((
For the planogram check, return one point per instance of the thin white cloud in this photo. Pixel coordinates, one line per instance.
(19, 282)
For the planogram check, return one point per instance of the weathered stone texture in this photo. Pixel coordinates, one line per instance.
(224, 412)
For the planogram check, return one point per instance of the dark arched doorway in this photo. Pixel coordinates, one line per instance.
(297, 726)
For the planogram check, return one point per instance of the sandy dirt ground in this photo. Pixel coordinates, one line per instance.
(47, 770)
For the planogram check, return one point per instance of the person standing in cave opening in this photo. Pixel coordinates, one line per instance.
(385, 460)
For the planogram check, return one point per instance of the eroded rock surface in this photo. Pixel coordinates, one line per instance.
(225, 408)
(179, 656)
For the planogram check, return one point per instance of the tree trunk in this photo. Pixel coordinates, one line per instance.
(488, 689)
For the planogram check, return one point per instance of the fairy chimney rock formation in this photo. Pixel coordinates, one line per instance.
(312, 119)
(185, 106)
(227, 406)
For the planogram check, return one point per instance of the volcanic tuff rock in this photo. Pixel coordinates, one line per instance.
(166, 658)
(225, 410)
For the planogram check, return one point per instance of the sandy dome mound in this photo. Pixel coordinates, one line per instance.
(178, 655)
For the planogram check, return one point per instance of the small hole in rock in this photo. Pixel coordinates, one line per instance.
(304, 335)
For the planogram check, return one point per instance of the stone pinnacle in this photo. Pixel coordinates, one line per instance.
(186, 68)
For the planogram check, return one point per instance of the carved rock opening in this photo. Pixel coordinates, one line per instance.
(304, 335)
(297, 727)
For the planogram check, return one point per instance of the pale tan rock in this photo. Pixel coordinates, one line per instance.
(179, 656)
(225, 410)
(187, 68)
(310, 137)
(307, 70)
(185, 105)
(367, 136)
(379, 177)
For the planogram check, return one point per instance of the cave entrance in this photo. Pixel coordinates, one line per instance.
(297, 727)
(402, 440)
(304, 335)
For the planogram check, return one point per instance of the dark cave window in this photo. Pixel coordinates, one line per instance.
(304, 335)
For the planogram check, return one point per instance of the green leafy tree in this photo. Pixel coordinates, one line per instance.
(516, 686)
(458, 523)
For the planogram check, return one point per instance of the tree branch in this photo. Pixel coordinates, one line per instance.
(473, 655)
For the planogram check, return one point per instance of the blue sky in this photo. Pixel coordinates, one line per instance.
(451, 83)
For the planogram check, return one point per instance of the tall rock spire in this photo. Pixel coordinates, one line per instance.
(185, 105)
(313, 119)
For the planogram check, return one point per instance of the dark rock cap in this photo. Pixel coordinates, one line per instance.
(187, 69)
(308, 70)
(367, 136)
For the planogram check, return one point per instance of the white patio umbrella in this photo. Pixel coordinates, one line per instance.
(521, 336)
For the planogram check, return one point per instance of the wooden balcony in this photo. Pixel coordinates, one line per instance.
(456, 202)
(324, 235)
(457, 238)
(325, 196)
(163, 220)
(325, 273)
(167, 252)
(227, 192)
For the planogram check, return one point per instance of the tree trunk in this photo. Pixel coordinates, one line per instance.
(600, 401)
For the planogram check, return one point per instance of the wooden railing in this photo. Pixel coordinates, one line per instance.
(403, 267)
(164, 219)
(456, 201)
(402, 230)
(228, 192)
))
Stated task> Could you rename "planogram check" to "site survey" everywhere in the rows above and give them back with nothing else altered?

Response>
For the site survey, return one point per instance of the thin white cloud in this photo. Pixel coordinates, one line per instance.
(19, 282)
For the site survey, return one point per instance of the weathered stone texture in this photo. Pixel coordinates, one line per instance.
(224, 412)
For the site survey, return one point per instance of the dark arched doorway in this photo. Pixel coordinates, one line per instance.
(297, 726)
For the site survey, return one point per instance of the sandy dirt ground in this photo. Pixel coordinates, one line per instance.
(47, 770)
For the site survey, return one point per instance of the person standing in cave opening in this photo. Pixel coordinates, one line per instance.
(385, 460)
For the site survey, return one point per instance of the eroded rock surface in this photo. Pixel coordinates, one line per instance.
(225, 408)
(179, 656)
For the site survey, return one point per instance of the tree trunk in this photo. Pixel coordinates, one line per instance.
(488, 689)
For the site survey, return one point per instance of the fairy chimney rock formation in this photo. Pixel coordinates, one line per instance.
(312, 119)
(185, 106)
(227, 406)
For the site survey, return one point per instance of the volcanic tuff rock in this photo. Pixel coordinates, one line per instance.
(166, 658)
(225, 410)
For the site survey, return one point per instance of the sandy dome mound in this photo. Pixel coordinates, one line per instance.
(178, 655)
For the site survey, return one point per instance of the small hole in rock in this photo. Pixel coordinates, one line per instance.
(304, 335)
For the site survey, return one point per instance of the stone pinnacle in this photo. Pixel coordinates, one line per instance.
(186, 68)
For the site survey, return one point per instance of the carved rock opening in this photo. Pixel coordinates, one line per instance.
(304, 335)
(297, 727)
For the site survey, return one point per instance of the pale tan rock in this photo. Pixel coordinates, one line per instance.
(179, 656)
(225, 410)
(187, 68)
(310, 137)
(307, 70)
(185, 105)
(367, 136)
(379, 177)
For the site survey, return one point per instance of the cave entrance in this photo. Pixel coordinates, one line per instance.
(297, 727)
(402, 440)
(304, 335)
For the site survey, return one point per instance of the dark cave window in this photo. Pixel coordinates, one line per instance.
(304, 335)
For the site survey, return one point per instance of the green leafy tree in this photo. Pixel coordinates, one line per instance.
(516, 686)
(458, 523)
For the site survey, return one point per instance of the tree branch in this photo. Pixel coordinates, one line per instance.
(473, 655)
For the site survey, return one point per instance of the blue sky in this photo. Pixel coordinates, one line per instance.
(451, 83)
For the site survey, return one point per instance of the tall rock spire in this photo. Pixel coordinates, one line per instance.
(185, 105)
(313, 119)
For the site survey, return one point per instance of the dark rock cap in this photo. Pixel coordinates, one line per instance.
(187, 69)
(308, 70)
(367, 136)
For the site survey, return one point per instance of the white patio umbrella in this photo. Pixel coordinates, one line per instance.
(521, 336)
For the site survey, return one point per instance of the wooden balcony in this photo. Pixel coordinates, one line per instance.
(456, 202)
(324, 235)
(457, 238)
(325, 196)
(163, 220)
(325, 273)
(167, 252)
(227, 192)
For the site survey, return one point per instance of the tree trunk in this photo. Pixel coordinates, one line per instance.
(600, 401)
For the site survey, return one point per instance of the wooden railing in this photo. Pixel coordinates, one line per instance.
(403, 267)
(164, 219)
(456, 201)
(402, 230)
(228, 192)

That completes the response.